Unsettled baby in pain after a feed

Hi, I have an 8wk old baby who is very unsettled and appears to be in pain after a feed (she is breastfed). As soon as she comes off she starts crying and scrunching up. While feeding she groans a bit, sometimes chokes, flicks her head back and sometimes cries. After a feed I try burping her in different positions (she usually brings up one burp at the start and often gets hiccups) and holding her upright to settle her. Eventually she will settle to sleep on me but every 5-10mins she will groan and squirm around and sometimes do random cries which then needs about 5min resettling. Once I think she is fully asleep and stopped groaning and squirming (anywhere from 30-90mins after a feed) I put her down in her bed. She sleeps for anywhere from 20-60mins and wakes up crying and scrunching her legs. I can usually resettle her on me back to sleep and repeat the process till the next feed.

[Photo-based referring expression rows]
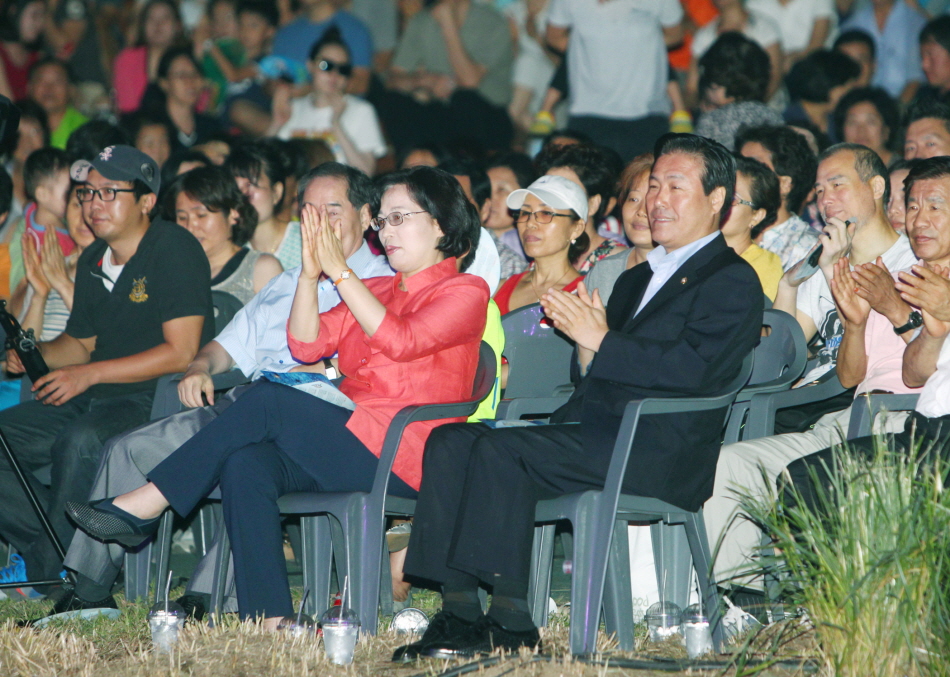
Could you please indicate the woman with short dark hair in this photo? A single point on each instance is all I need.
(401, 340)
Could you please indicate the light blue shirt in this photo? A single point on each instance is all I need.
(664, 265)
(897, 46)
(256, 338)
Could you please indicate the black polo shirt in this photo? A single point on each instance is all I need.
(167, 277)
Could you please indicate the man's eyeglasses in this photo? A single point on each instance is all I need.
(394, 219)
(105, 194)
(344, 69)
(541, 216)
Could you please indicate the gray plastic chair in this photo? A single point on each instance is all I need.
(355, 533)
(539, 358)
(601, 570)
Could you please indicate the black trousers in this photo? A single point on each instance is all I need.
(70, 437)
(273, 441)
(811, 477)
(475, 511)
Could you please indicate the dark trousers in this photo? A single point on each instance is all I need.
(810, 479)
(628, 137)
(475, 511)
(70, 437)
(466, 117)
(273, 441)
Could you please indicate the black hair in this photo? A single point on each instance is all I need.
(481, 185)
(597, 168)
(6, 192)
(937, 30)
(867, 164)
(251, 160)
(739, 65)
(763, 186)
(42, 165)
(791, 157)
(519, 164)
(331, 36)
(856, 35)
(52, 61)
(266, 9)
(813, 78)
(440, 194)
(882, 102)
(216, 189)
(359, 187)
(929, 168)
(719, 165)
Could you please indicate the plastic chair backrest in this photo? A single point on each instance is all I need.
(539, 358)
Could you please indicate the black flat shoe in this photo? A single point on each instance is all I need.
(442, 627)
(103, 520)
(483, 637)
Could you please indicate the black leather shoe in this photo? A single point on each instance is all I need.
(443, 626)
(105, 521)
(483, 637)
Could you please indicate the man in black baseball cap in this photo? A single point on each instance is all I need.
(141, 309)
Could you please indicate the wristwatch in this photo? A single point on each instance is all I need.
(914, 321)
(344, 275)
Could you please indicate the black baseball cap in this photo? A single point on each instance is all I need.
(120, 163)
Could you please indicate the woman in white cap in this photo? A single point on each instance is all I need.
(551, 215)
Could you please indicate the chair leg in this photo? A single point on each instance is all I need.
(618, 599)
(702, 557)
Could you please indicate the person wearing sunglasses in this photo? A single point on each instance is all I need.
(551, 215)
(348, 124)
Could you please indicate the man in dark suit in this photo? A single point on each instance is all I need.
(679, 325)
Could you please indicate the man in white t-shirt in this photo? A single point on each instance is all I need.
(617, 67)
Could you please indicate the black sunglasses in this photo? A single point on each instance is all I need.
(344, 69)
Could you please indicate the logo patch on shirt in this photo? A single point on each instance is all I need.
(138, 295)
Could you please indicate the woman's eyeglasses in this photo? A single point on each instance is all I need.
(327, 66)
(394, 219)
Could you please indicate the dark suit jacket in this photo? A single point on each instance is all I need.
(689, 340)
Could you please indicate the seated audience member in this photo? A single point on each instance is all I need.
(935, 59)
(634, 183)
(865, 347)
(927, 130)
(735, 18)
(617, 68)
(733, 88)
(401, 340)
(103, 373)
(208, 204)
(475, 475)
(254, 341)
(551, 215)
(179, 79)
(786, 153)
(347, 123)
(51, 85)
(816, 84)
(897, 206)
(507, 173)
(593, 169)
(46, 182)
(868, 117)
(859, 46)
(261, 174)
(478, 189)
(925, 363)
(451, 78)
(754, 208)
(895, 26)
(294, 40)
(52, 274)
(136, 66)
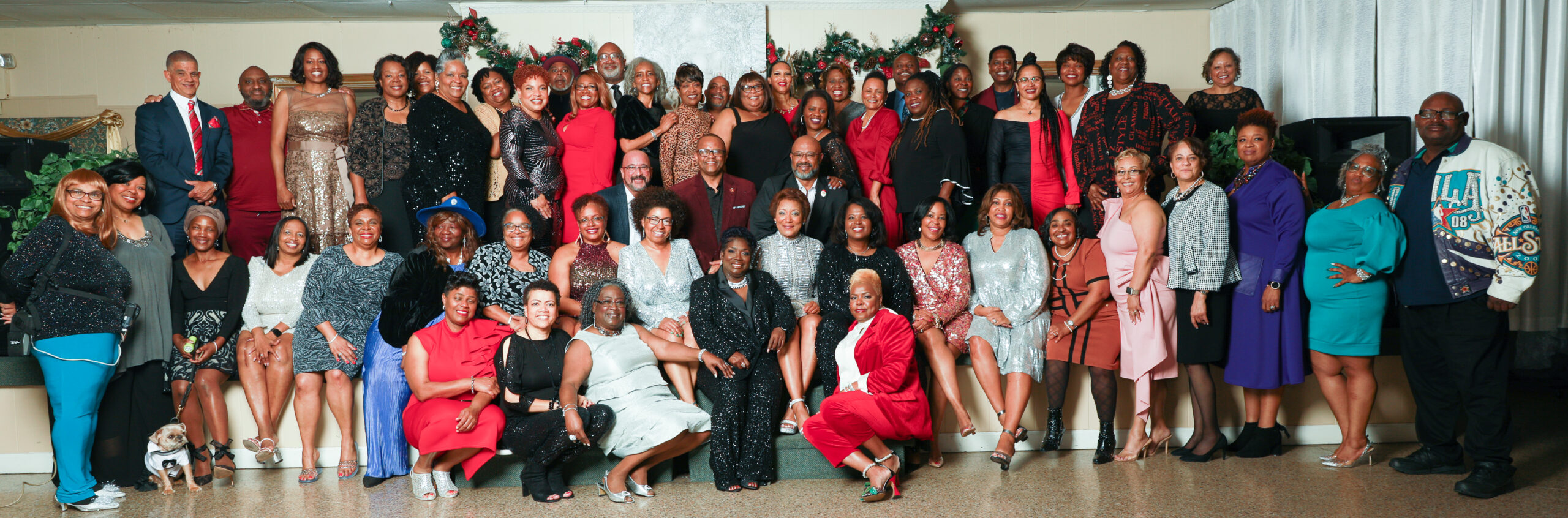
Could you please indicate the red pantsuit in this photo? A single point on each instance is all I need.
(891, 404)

■ **PROBLEM 1**
In the post about the unsettled baby, how long does the baby sleep once she is put down in her bed?
■ **PROBLEM 2**
Write the next part of the post about the unsettled baby, following on from its final sentence.

■ **EXERCISE ANSWER 1**
Anywhere from 20 to 60 minutes.

■ **EXERCISE ANSWER 2**
I tried sleep training her (cry it out) for 2days but she would still not be asleep after 1-1.5hrs and I realised she's in pain and so uncomfortable so I stopped that just so she could actually get some sleep. During the night she is much better - she wakes once or twice and feeds ok and goes back to sleep after 10mins burping (she still only brings up 1burp).
Plunket nurse said its silent reflux (she doesn't spew a lot but sometimes has small spews up until her next feed). We went to the doc and she said colic and to sleep her upright on us which is ok but not in the long run! We went back after a week and got losec. She was very calm and relaxed and dozey for 2 days then back to the same unsettled and in pain. I don't know what to do next! Is it just an age thing, is there other meds I should try, is it reflux or colic?

Jane ...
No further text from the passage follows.